BEGIN DATA SECTION
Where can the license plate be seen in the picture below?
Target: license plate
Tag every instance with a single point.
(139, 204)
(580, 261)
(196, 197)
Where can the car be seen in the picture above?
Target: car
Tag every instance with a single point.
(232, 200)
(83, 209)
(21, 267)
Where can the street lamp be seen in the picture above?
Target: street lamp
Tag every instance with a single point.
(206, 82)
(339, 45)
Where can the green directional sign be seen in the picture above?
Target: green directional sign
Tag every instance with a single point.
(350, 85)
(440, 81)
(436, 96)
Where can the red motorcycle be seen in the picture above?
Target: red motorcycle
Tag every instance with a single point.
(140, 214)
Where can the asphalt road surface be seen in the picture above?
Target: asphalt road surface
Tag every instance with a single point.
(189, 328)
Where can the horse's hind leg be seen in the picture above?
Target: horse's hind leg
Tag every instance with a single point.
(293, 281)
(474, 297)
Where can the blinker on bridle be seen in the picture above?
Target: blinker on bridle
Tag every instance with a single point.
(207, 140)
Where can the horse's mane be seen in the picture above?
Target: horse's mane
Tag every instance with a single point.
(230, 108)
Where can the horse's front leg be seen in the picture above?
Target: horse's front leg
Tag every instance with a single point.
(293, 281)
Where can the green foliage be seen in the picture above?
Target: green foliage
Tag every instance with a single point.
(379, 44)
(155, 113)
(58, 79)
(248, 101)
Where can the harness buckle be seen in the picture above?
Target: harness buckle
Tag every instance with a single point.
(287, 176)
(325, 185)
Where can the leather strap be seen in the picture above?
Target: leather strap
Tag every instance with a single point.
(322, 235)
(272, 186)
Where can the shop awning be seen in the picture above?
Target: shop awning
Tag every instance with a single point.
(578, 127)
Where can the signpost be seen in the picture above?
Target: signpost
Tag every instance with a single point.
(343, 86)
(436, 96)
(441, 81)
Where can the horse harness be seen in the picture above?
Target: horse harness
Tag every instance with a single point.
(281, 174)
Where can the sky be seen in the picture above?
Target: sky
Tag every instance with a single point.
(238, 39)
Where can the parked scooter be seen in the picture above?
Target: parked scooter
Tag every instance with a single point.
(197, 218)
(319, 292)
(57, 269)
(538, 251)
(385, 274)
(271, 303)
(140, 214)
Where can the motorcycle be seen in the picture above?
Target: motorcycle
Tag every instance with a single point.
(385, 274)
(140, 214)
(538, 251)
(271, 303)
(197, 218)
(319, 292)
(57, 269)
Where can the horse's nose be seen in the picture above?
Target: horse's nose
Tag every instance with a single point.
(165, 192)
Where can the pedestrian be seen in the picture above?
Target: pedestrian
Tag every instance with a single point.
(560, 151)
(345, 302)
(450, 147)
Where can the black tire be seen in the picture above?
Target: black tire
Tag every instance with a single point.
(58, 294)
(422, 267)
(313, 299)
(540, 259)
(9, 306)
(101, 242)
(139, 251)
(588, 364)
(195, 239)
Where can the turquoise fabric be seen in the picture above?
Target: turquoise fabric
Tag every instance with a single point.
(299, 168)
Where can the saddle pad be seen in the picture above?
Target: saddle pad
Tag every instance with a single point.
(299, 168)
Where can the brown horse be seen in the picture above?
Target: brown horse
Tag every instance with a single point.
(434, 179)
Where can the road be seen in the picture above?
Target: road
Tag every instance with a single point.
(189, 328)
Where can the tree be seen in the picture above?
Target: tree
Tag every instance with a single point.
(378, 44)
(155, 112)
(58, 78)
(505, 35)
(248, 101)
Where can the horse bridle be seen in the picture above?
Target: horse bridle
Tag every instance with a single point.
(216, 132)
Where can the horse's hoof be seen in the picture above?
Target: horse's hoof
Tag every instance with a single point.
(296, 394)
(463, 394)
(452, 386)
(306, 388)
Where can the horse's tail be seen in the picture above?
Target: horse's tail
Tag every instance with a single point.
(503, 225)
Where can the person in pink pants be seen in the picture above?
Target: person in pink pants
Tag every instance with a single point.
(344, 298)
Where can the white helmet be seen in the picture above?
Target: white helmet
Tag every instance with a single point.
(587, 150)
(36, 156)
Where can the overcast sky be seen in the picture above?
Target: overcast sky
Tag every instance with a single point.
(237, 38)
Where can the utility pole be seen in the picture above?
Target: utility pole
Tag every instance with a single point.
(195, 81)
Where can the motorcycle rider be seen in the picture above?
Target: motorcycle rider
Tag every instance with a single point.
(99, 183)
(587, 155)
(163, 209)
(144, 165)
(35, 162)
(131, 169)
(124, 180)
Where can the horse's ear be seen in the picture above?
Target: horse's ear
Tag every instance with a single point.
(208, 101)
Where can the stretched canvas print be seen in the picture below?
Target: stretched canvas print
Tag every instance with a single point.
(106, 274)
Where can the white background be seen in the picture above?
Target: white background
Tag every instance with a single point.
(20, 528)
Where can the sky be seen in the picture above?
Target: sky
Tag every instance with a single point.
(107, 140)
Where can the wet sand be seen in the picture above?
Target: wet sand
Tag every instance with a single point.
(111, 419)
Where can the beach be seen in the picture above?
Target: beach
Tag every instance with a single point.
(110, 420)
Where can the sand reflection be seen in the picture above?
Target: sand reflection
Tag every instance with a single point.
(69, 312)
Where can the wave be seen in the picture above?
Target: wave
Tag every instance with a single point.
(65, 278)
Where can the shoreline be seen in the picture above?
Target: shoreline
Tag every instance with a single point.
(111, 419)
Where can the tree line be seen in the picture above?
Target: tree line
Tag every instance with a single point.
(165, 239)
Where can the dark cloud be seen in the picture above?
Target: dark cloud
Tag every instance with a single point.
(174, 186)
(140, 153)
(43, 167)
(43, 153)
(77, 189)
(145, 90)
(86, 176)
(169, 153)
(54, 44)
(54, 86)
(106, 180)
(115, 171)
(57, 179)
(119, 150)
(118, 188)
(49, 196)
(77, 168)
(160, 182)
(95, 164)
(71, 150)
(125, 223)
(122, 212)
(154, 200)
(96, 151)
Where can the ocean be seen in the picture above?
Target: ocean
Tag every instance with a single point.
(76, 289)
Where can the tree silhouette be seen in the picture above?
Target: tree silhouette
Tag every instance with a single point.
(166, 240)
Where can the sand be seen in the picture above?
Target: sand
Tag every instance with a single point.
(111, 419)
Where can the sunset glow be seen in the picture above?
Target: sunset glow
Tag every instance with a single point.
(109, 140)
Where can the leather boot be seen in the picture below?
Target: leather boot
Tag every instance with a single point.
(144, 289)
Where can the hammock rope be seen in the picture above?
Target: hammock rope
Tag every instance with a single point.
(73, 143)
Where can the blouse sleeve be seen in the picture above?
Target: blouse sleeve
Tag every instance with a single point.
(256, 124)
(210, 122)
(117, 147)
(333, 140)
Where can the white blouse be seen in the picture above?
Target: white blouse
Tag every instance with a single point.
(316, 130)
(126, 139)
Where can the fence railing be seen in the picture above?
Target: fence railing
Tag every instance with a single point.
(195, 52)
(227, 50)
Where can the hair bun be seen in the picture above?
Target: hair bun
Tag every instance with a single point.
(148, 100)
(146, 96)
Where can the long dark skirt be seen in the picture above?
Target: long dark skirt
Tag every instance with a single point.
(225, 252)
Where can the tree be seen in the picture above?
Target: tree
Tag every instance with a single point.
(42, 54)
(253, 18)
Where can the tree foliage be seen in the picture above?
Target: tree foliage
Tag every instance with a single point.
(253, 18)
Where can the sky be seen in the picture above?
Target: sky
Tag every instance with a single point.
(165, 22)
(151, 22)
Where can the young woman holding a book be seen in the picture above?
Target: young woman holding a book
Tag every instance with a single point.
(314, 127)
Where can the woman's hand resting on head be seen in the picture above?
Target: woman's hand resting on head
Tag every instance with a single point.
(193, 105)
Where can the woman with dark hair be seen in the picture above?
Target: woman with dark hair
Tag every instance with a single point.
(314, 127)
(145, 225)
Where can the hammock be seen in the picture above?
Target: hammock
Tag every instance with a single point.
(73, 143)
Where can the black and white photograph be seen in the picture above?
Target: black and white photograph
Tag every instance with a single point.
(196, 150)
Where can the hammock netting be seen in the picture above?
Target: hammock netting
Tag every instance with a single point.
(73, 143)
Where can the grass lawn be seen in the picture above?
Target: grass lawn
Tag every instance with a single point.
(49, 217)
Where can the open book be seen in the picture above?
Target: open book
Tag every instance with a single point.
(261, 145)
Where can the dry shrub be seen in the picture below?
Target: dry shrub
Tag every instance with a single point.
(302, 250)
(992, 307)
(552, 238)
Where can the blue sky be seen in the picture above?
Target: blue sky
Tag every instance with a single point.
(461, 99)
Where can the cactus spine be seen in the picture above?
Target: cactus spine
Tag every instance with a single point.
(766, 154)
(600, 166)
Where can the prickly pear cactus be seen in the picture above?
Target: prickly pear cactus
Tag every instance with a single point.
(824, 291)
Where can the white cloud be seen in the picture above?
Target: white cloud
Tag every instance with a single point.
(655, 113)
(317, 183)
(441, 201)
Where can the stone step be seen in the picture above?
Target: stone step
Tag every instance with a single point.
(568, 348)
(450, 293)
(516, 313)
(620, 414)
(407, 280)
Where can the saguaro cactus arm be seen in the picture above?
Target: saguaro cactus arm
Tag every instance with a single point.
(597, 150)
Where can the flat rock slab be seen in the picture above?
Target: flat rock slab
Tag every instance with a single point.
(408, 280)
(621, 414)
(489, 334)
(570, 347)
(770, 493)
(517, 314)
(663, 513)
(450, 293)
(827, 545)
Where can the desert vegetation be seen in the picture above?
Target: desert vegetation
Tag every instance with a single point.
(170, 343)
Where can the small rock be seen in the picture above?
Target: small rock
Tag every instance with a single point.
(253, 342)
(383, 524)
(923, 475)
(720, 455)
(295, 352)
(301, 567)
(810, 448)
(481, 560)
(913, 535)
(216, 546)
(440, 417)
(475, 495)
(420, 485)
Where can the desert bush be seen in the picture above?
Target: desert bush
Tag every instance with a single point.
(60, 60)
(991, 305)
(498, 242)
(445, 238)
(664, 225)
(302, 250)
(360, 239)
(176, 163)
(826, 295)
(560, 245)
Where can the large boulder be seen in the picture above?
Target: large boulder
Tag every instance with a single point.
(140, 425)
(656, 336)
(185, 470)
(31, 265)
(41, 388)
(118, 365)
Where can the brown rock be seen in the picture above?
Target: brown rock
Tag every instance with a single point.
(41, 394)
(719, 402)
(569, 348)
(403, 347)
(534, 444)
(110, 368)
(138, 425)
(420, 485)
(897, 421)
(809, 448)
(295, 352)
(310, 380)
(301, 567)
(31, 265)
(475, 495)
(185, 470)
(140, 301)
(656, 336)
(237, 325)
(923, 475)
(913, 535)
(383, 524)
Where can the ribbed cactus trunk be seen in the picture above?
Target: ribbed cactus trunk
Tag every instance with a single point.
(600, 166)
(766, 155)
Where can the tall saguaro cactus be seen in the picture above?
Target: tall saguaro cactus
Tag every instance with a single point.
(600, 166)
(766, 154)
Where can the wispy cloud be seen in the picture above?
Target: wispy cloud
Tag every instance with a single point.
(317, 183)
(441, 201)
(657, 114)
END DATA SECTION
# TASK
Beginning with the very first line of the records above, please retype each line through the one that has "Target: red motorcycle", and add nothing.

# SOLUTION
Where can the license plate be seen in the picture below?
Target: license plate
Tag every instance with a single point.
(139, 204)
(580, 261)
(196, 197)
Where can the car be seen in the picture above?
Target: car
Tag every instance with a single point.
(232, 200)
(83, 209)
(21, 267)
Where can the street lamp be seen in the picture above?
Target: street lamp
Tag every instance with a single point.
(206, 82)
(339, 45)
Where can the green directional sign be seen in the picture above?
Target: green directional sign
Tag every instance with a single point.
(350, 85)
(440, 81)
(436, 96)
Where can the red motorcycle be seen in the picture above?
Target: red motorcycle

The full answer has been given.